- _ASSIGNED TASK_:
Answer these questions from the text on loosening quarantine rules:
1. How many weeks have people been missing things, according to the writer?
2. What does the writer check every evening?
3. Who buried the baby bird that didn't make it?

- _TEXT EXCERPT_:

            My state and much of my country are in the process of loosening quarantine restrictions, even as infections and deaths from a novel virus continue to rise. I am not protesting. I am not arguing with friends who are celebrating the chance to do things they have missed for the past seven exceedingly long weeks. I am not jumping on every chance to criticize the missteps public officials have taken in responding to the pandemic or to publicly pick apart every decision they make. There is so much we don’t know. The consequences of choices we make today will only become clear with slow-unfolding time, while what might have happened had we made other choices will remain forever in the realm of speculation. But I won’t celebrate, either. I check the death toll from the virus every evening, not because I am frightened, or because I want to feel vindicated, but simply to bear witness. Under the noise and the arguments, this is happening. People are dying, often alone and afraid. We may or may not have been able to avoid this. We may or may not be able to mitigate future losses. Nature may have her way with us in the end, and imposing strict stay at home orders is as drastic a cure as cutting open a womb to pull a baby out. I don’t know what we should do, but I won’t look away. I won’t pretend that it is fine, that the loss of so many can be minimized by comparing it to other losses or shrugged off because so many of them were elderly or weak.

            I didn’t tell my children that one of our baby birds didn’t make it. My husband buried it quickly before they came outside for the day. I let their wonder at the empty nest and fluttering fledglings remain unmarred by grief. My kids haven’t been perfectly sheltered. They have seen death, have said goodbye to people we loved and wanted to keep with us longer. I cannot fix the world for them. Even if I had all the answers, I couldn’t force our government to act on them or my fellow citizens to accept them. But I will not, in this moment, give my children a lesson in accepting what they cannot change. Not yet.

Saved entries
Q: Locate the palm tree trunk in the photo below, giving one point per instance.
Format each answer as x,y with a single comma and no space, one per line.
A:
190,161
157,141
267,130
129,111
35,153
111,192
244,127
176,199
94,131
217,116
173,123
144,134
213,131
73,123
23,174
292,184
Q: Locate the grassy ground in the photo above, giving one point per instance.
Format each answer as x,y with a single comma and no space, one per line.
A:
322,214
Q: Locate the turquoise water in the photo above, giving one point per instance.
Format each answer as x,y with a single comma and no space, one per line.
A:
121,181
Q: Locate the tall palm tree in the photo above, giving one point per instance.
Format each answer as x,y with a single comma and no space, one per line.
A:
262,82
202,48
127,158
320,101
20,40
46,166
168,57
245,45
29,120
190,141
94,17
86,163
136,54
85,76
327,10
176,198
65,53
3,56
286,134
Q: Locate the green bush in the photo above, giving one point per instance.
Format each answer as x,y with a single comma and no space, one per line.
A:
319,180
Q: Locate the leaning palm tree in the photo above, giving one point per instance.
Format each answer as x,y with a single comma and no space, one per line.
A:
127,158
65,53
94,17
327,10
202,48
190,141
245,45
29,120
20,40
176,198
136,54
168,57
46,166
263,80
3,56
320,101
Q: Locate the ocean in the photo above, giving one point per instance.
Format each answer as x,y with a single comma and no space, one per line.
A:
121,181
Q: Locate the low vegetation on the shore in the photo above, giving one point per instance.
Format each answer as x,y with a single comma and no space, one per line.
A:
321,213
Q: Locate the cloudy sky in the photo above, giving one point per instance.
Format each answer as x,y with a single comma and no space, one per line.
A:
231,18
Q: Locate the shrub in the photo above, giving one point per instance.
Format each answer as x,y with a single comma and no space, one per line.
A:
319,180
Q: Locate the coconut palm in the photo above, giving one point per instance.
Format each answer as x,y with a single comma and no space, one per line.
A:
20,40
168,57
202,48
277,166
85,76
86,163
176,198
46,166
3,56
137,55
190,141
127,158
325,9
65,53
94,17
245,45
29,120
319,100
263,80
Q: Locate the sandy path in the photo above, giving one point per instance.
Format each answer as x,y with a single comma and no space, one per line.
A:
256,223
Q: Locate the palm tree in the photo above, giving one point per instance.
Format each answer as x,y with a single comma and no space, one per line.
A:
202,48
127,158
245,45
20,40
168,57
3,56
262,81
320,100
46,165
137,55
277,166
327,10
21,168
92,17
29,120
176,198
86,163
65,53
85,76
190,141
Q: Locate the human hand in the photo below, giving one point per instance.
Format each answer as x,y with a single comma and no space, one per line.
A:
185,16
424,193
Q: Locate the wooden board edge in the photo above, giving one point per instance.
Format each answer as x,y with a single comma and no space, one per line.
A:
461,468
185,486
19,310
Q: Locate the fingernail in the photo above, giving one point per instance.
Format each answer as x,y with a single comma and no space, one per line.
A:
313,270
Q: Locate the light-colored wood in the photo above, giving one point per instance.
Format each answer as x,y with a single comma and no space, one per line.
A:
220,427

- _SOLUTION TO THE PROBLEM_:
1. Seven weeks.
2. The death toll from the virus.
3. The writer's husband.